> AIM OF THE EXERCISE: Copy the data word for word, keeping every line.

(Stored items from a collection)

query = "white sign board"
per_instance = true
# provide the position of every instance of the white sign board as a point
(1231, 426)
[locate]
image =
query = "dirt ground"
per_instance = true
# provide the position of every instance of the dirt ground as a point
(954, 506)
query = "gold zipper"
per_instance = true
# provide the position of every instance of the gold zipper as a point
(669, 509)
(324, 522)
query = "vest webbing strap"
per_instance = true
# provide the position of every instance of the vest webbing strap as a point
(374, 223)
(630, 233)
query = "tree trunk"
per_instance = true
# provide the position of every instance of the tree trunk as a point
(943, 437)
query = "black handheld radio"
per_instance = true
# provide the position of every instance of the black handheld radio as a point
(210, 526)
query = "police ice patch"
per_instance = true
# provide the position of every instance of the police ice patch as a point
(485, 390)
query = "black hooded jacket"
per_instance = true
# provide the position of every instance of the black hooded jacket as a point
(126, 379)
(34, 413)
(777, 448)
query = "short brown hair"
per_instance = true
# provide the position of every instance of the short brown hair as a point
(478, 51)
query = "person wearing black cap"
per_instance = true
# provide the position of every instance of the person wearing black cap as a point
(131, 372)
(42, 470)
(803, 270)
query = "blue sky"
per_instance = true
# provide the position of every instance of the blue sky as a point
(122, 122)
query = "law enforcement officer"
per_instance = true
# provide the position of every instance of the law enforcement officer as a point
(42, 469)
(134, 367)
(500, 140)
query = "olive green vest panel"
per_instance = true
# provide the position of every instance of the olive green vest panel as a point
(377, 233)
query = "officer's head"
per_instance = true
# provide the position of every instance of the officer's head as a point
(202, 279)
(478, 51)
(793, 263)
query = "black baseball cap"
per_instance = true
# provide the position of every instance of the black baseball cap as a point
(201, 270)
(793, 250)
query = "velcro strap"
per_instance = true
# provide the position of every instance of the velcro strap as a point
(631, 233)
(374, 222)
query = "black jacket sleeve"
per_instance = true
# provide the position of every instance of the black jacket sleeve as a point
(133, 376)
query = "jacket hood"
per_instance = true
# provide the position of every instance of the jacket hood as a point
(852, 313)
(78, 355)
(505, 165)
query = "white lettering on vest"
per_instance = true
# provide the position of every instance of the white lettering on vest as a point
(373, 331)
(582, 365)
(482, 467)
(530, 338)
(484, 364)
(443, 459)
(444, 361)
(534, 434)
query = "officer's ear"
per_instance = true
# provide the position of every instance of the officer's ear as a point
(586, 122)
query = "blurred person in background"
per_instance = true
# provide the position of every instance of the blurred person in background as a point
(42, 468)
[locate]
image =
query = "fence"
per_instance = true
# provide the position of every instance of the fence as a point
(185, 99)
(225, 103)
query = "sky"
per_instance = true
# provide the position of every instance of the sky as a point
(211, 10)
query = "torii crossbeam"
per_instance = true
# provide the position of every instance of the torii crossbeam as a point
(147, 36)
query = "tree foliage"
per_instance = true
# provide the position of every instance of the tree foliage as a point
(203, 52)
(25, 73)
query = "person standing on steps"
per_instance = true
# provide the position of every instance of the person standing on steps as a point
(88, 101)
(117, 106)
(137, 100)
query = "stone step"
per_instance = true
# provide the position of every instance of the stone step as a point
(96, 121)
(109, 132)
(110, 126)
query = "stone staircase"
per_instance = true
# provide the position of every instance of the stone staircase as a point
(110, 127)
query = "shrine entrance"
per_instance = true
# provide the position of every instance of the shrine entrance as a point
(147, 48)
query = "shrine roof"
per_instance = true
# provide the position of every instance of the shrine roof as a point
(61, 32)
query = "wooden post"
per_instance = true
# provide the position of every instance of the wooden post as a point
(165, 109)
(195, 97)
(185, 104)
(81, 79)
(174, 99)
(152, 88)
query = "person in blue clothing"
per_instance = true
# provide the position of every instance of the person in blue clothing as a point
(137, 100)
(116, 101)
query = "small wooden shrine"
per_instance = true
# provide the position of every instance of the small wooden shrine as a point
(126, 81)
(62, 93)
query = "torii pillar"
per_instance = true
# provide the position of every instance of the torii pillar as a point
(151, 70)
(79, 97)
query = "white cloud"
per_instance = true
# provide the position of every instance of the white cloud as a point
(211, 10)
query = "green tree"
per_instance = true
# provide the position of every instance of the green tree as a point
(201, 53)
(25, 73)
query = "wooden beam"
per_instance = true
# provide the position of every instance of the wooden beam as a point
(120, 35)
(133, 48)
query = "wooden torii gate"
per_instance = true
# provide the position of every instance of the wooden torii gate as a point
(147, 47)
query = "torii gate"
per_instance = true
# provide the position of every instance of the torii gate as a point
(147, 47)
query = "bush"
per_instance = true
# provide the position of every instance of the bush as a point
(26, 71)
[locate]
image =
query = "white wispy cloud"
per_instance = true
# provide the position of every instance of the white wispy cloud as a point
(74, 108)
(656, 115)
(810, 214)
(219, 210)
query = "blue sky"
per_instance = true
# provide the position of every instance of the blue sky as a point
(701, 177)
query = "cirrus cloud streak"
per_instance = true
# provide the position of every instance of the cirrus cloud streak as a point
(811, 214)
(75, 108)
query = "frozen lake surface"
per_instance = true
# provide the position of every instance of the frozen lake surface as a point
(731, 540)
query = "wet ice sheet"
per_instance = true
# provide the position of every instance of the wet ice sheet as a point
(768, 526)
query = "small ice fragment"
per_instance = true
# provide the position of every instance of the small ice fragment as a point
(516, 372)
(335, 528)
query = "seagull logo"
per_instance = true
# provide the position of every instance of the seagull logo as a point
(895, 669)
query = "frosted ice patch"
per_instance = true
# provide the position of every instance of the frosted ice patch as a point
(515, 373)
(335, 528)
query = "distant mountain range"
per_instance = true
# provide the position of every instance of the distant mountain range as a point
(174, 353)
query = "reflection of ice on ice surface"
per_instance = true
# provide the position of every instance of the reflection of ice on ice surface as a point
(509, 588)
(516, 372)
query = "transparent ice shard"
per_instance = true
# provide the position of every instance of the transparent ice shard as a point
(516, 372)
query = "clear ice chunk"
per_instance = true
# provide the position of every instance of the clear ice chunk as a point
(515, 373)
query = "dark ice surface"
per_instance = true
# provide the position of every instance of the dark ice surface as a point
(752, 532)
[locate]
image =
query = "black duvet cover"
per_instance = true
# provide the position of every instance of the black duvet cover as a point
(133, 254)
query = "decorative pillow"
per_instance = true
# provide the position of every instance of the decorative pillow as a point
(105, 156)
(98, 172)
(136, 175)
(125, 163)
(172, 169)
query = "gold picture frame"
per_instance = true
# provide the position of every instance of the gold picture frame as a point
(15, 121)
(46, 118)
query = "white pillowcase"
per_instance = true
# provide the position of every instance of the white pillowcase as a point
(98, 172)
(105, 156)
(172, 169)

> FINISHED TASK:
query = "white sign board"
per_instance = true
# provide the position of every instance of the white sign board as a point
(1231, 426)
[locate]
image =
query = "dirt ground"
per_instance = true
# provide the position of every instance of the dirt ground as a point
(954, 506)
query = "gold zipper"
per_instance = true
# provide the position of every instance of the gold zipper as a point
(669, 509)
(324, 522)
query = "vest webbing strap"
per_instance = true
# provide the position of every instance of the vest webbing strap as a point
(374, 223)
(630, 233)
query = "tree trunk"
per_instance = true
# provide the position of every instance of the tree trunk as a point
(943, 437)
query = "black handheld radio"
per_instance = true
# provide the position of every instance of the black handheld radio as a point
(210, 526)
query = "police ice patch"
per_instance = true
# provide the position of every instance of the police ice patch as a point
(485, 390)
query = "black hooded jacket"
per_instance = true
# provide the position of every instance of the black hooded jacket as a point
(126, 379)
(34, 413)
(777, 448)
query = "short brown hair"
per_instance = true
# provide the position of every instance of the short brown hair as a point
(478, 51)
query = "person wearing black cap"
per_instance = true
# provide the position of every instance of the person wearing black cap as a point
(131, 372)
(42, 470)
(803, 270)
query = "blue sky"
per_instance = true
# provide the position of every instance of the blue sky as a point
(122, 122)
query = "law enforcement officer"
per_instance = true
# provide the position of every instance of the law enforcement officer as a point
(42, 469)
(134, 367)
(500, 140)
query = "olive green vest panel"
per_instance = true
# provide the position of every instance of the olive green vest panel as a point
(377, 233)
query = "officer's head"
per_instance = true
# provide the position of every instance of the officer's head as a point
(202, 279)
(478, 51)
(793, 263)
query = "black baseball cap"
per_instance = true
# provide the position of every instance of the black baseball cap as a point
(201, 270)
(793, 250)
query = "velcro strap"
per_instance = true
# provide the position of every instance of the velcro strap as a point
(631, 233)
(374, 222)
query = "black jacket sleeve"
per_instance = true
# provide the position of every instance of the black jacket sleeve as a point
(133, 376)
query = "jacket hood"
per_instance = true
# provide the position of every instance of the jacket hood as a point
(852, 313)
(78, 355)
(505, 165)
query = "white lettering on vest"
per_instance = true
# provide the position of every instance of the white lettering on vest as a point
(373, 331)
(582, 365)
(482, 467)
(530, 338)
(484, 364)
(443, 459)
(444, 361)
(534, 434)
query = "officer's ear"
per_instance = true
# provide the position of every instance of the officer's ear as a point
(586, 122)
query = "blurred person in background"
per_instance = true
# provide the position of every instance of the blurred person in background as a point
(42, 468)
[locate]
image =
query = "fence"
per_instance = true
# provide the position of every instance of the fence as a point
(185, 99)
(225, 103)
query = "sky"
per_instance = true
# provide the position of every instance of the sky as a point
(211, 10)
query = "torii crossbeam"
per_instance = true
# provide the position of every instance of the torii crossbeam as a point
(147, 36)
query = "tree foliage"
per_instance = true
# provide the position of every instance of the tree foliage as a point
(203, 52)
(25, 73)
query = "person standing on steps"
per_instance = true
# provide the position of every instance of the person standing on steps as a point
(88, 101)
(117, 106)
(137, 100)
query = "stone step"
per_instance = true
# provide the position of every instance of the stone step as a point
(96, 121)
(109, 132)
(110, 126)
query = "stone staircase"
per_instance = true
# provide the position of every instance of the stone staircase as a point
(110, 127)
query = "shrine entrance"
per_instance = true
# provide the position of every instance of the shrine entrance as a point
(147, 48)
query = "shrine roof"
per_instance = true
# provide the position of every instance of the shrine roof as a point
(61, 32)
query = "wooden post"
per_instance = true
# provide the position of every instance of the wooden post as a point
(165, 109)
(195, 97)
(185, 104)
(81, 79)
(174, 99)
(152, 88)
query = "person in blue clothing"
per_instance = true
# provide the position of every instance of the person in blue clothing as a point
(137, 100)
(116, 101)
query = "small wooden shrine"
per_instance = true
# provide the position of every instance of the small wooden shrine as a point
(126, 81)
(62, 93)
query = "torii pillar"
per_instance = true
# provide the position of every instance of the torii pillar as a point
(151, 70)
(79, 97)
query = "white cloud"
per_instance = true
# provide the position of every instance of the white cloud as a point
(211, 10)
query = "green tree"
per_instance = true
# provide the position of every instance of the green tree as a point
(201, 53)
(25, 73)
query = "wooden beam"
per_instance = true
# provide the position of every instance of the wooden beam as a point
(120, 35)
(133, 48)
query = "wooden torii gate"
per_instance = true
# provide the position of every instance of the wooden torii gate as a point
(147, 47)
query = "torii gate"
per_instance = true
# provide the position of every instance of the torii gate as a point
(147, 47)
query = "bush"
per_instance = true
# provide the position of every instance of the bush as a point
(26, 71)
[locate]
image =
query = "white wispy cloud"
per_instance = true
# provide the position of every instance of the white wispy cloud as a point
(74, 108)
(656, 115)
(810, 214)
(219, 210)
query = "blue sky"
per_instance = true
# provide the position of every instance of the blue sky as a point
(701, 177)
query = "cirrus cloud streak"
per_instance = true
# provide the position of every instance of the cirrus cloud streak as a point
(811, 214)
(75, 108)
query = "frozen lake surface"
per_instance = true
# provide the position of every instance of the frozen lake surface as a point
(731, 540)
query = "wet ice sheet"
per_instance = true
# provide the position of every instance of the wet ice sheet as a point
(768, 526)
query = "small ice fragment"
per_instance = true
# provide the position of every instance of the small ice fragment as a point
(516, 372)
(335, 528)
query = "seagull logo"
per_instance = true
# provide the position of every instance of the seagull logo as a point
(895, 669)
query = "frosted ice patch"
per_instance = true
# provide the position of every instance of the frosted ice patch as a point
(515, 373)
(335, 528)
query = "distant mountain range"
per_instance = true
# provide the position of every instance of the distant mountain range as a point
(174, 353)
query = "reflection of ice on ice surface"
per_instance = true
# provide the position of every instance of the reflection of ice on ice surface as a point
(509, 588)
(516, 372)
query = "transparent ice shard"
per_instance = true
# provide the position of every instance of the transparent ice shard as a point
(516, 372)
query = "clear ice chunk"
per_instance = true
# provide the position of every instance of the clear ice chunk as a point
(515, 373)
query = "dark ice surface"
per_instance = true
# provide the position of every instance of the dark ice surface as a point
(752, 532)
[locate]
image =
query = "black duvet cover"
per_instance = true
# provide the position of every instance of the black duvet cover as a point
(133, 254)
query = "decorative pillow"
per_instance = true
# provide the position of every instance of the decorative pillow as a point
(105, 156)
(98, 172)
(136, 175)
(125, 163)
(172, 169)
query = "gold picture frame"
per_instance = true
# provide the position of every instance of the gold picture frame as a point
(15, 121)
(46, 118)
query = "white pillowcase"
per_instance = true
# provide the position of every instance of the white pillowcase as a point
(98, 172)
(105, 156)
(172, 169)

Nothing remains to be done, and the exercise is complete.